PROBLEM TO WORK ON: When a line in the entries below contains the word "black", copy that line.

[Stored items]
* * *
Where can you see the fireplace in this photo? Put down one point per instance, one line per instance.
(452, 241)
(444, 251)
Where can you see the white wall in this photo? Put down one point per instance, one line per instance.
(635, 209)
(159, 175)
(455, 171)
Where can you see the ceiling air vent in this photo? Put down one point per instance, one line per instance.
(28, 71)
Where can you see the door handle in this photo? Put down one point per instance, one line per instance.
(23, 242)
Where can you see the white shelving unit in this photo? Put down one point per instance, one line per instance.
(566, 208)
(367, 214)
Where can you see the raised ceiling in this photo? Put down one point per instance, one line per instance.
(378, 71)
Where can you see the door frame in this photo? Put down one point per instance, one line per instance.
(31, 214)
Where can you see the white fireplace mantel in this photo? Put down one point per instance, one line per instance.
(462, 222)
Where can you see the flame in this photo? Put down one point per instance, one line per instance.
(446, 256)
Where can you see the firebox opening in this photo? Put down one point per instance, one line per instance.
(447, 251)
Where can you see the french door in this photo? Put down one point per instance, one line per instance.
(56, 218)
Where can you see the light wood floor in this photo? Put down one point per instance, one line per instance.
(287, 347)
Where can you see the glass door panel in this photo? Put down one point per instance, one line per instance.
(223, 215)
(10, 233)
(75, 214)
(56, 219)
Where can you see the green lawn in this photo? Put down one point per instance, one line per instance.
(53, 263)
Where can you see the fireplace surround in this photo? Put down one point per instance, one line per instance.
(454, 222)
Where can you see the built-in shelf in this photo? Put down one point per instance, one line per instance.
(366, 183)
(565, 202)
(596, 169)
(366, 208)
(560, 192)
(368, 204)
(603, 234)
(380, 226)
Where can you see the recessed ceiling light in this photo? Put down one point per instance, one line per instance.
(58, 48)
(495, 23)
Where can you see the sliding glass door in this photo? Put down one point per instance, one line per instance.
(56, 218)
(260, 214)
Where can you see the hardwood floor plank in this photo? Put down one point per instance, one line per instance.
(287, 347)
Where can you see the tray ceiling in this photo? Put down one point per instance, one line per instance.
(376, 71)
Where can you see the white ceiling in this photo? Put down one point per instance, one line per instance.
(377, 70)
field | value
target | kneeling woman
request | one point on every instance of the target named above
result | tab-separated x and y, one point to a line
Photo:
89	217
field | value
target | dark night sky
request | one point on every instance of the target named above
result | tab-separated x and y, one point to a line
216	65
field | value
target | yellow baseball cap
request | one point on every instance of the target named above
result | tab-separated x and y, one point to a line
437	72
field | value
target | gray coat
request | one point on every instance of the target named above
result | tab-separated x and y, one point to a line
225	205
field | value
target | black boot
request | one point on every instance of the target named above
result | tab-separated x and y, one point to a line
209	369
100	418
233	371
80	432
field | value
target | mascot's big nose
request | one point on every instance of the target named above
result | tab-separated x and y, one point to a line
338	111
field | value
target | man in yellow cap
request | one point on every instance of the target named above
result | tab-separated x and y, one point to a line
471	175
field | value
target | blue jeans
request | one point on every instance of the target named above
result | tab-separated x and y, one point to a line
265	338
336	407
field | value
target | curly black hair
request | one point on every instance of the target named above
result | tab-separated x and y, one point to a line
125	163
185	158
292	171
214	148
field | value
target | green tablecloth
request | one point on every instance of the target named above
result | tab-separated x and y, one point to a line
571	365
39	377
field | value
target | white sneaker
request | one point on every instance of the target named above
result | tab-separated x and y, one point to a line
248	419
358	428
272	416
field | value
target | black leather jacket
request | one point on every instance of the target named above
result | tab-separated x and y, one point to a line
* * *
RESPONSE BOX:
target | black boot
target | curly black hair
target | black leather jacket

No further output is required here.